Return all of the entries below exactly as they are given.
Data shown section start
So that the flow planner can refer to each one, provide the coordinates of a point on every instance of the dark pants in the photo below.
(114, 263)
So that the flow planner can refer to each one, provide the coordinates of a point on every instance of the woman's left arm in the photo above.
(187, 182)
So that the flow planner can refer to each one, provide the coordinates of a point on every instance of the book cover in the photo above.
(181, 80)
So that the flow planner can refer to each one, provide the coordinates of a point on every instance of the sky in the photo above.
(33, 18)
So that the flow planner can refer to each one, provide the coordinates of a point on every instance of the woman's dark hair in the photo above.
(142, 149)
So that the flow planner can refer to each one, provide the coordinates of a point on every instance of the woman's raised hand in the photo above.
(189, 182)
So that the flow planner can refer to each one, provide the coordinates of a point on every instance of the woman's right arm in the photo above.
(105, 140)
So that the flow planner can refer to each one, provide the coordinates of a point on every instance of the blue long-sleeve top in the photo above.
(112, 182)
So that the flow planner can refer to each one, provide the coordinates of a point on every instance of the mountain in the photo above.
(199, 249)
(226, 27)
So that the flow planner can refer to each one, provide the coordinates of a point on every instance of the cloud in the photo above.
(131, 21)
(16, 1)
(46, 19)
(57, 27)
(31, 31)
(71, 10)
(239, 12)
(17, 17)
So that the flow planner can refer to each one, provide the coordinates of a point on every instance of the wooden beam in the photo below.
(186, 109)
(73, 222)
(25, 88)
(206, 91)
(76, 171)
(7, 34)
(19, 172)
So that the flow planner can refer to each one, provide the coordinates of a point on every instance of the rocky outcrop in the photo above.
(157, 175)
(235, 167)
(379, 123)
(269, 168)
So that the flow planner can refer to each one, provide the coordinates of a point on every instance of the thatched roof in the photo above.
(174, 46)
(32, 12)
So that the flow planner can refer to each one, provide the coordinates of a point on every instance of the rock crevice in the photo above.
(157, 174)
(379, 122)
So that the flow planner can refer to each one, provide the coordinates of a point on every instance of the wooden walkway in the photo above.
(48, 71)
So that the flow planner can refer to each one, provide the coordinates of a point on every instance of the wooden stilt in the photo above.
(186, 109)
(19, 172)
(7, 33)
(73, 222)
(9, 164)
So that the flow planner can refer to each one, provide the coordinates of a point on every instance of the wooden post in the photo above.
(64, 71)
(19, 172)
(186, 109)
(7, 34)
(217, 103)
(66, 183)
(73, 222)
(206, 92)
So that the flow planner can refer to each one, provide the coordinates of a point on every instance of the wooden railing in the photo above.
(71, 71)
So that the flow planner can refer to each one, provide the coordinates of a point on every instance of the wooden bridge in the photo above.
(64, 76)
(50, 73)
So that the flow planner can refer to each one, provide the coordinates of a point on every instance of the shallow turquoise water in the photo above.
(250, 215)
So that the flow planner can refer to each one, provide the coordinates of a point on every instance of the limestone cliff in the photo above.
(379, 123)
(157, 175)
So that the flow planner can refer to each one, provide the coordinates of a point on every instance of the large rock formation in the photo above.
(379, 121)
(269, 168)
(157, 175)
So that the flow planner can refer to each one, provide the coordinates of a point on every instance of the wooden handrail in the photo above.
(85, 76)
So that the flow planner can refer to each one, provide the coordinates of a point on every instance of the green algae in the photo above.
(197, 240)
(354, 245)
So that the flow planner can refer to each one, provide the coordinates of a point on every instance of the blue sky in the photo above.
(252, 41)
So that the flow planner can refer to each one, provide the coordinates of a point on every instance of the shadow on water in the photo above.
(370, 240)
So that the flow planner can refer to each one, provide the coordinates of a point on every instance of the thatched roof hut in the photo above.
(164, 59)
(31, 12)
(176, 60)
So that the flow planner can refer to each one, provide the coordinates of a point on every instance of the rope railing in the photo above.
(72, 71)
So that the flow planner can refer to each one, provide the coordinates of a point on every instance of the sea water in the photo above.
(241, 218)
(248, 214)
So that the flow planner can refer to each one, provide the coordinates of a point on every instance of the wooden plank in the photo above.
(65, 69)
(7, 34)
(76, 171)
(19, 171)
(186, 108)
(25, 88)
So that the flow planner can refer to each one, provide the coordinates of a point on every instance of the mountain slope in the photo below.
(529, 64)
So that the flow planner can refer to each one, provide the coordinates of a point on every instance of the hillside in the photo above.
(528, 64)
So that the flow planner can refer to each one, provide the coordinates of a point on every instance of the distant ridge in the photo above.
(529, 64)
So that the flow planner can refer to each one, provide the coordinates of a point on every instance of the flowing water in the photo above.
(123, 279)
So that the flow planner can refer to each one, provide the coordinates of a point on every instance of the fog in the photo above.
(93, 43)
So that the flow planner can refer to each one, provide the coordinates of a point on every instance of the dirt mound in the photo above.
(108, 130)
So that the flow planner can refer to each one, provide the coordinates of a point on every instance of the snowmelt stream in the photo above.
Data shown section end
# [Answer to this task]
So that the flow planner can refer to each one, provide the coordinates of a point on every instance of the dark pants in the photo below.
(114, 263)
So that the flow planner can refer to each one, provide the coordinates of a point on every instance of the woman's left arm in the photo above.
(187, 182)
So that the flow planner can refer to each one, provide the coordinates of a point on every instance of the book cover in the photo above.
(181, 80)
So that the flow planner can refer to each one, provide the coordinates of a point on every instance of the sky in the photo above.
(33, 18)
So that the flow planner can refer to each one, provide the coordinates of a point on every instance of the woman's dark hair in the photo above.
(142, 149)
So that the flow planner can refer to each one, provide the coordinates of a point on every instance of the woman's raised hand in the photo above.
(189, 182)
So that the flow planner can refer to each one, provide the coordinates of a point on every instance of the woman's right arm in the photo above.
(105, 140)
So that the flow planner can refer to each one, provide the coordinates of a point on every instance of the blue long-sleeve top in the photo above.
(112, 182)
So that the flow planner can refer to each one, provide the coordinates of a point on every instance of the mountain in the photo above.
(199, 249)
(226, 27)
So that the flow planner can refer to each one, provide the coordinates of a point on every instance of the cloud in the photo above.
(131, 21)
(16, 1)
(46, 19)
(57, 27)
(31, 31)
(71, 10)
(239, 12)
(17, 17)
So that the flow planner can refer to each one, provide the coordinates of a point on every instance of the wooden beam in the photo below.
(186, 109)
(73, 222)
(25, 88)
(206, 91)
(76, 171)
(7, 34)
(19, 172)
So that the flow planner can refer to each one, provide the coordinates of a point on every instance of the rocky outcrop in the photo above.
(157, 175)
(235, 167)
(379, 123)
(269, 168)
So that the flow planner can refer to each one, provide the coordinates of a point on every instance of the thatched roof in the photo above.
(174, 46)
(32, 12)
So that the flow planner can refer to each one, provide the coordinates of a point on every instance of the rock crevice in the photo above.
(157, 174)
(379, 122)
So that the flow planner can refer to each one, provide the coordinates of a point on every instance of the wooden walkway in the photo above.
(48, 71)
So that the flow planner can refer to each one, provide the coordinates of a point on every instance of the wooden stilt in the photo above.
(186, 109)
(19, 172)
(7, 33)
(73, 222)
(9, 164)
So that the flow planner can refer to each one, provide the coordinates of a point on every instance of the wooden post in the photo above.
(64, 71)
(19, 172)
(186, 109)
(7, 34)
(217, 103)
(66, 183)
(73, 222)
(206, 92)
So that the flow planner can refer to each one, provide the coordinates of a point on every instance of the wooden railing in the photo above.
(71, 71)
So that the flow planner can refer to each one, provide the coordinates of a point on every instance of the wooden bridge in the photo above.
(64, 76)
(50, 73)
So that the flow planner can refer to each one, provide the coordinates of a point on every instance of the shallow turquoise water in the photo above.
(250, 215)
So that the flow planner can refer to each one, provide the coordinates of a point on every instance of the limestone cliff in the photo above.
(379, 123)
(157, 175)
So that the flow planner can refer to each one, provide the coordinates of a point on every instance of the large rock formation in the photo above.
(379, 121)
(269, 168)
(157, 175)
So that the flow planner can refer to each one, provide the coordinates of a point on every instance of the wooden handrail in the photo above.
(85, 76)
So that the flow planner can refer to each one, provide the coordinates of a point on every instance of the green algae in the photo above.
(197, 240)
(354, 245)
So that the flow planner can refer to each one, provide the coordinates of a point on every instance of the blue sky in the photo above.
(252, 41)
So that the flow planner can refer to each one, provide the coordinates of a point on every instance of the shadow on water in the photo above.
(370, 240)
So that the flow planner can refer to each one, provide the coordinates of a point on every instance of the thatched roof hut in the photo above.
(164, 59)
(31, 12)
(176, 60)
So that the flow planner can refer to each one, provide the coordinates of a point on every instance of the rope railing in the photo above.
(72, 71)
So that the flow planner can refer to each one, provide the coordinates of a point on every instance of the sea water in the photo above.
(241, 218)
(248, 214)
So that the flow planner can refer to each one, provide the coordinates of a point on every instance of the wooden plank in the photo above.
(65, 69)
(7, 34)
(76, 171)
(19, 171)
(186, 108)
(25, 88)
So that the flow planner can refer to each one, provide the coordinates of a point on every instance of the mountain slope in the photo below.
(529, 64)
So that the flow planner can refer to each one, provide the coordinates of a point on every instance of the hillside in the photo above.
(528, 64)
So that the flow planner can refer to each one, provide the coordinates of a point on every instance of the distant ridge in the photo above.
(529, 64)
So that the flow planner can refer to each one, provide the coordinates of a point on every instance of the flowing water in the photo above.
(123, 279)
So that the flow planner can refer to each one, provide the coordinates of a point on every instance of the fog in the photo above.
(93, 43)
So that the flow planner can refer to each one, provide the coordinates of a point on every instance of the dirt mound in the photo above.
(108, 130)
So that the flow planner can refer to each one, provide the coordinates of a point on every instance of the snowmelt stream in the photo above.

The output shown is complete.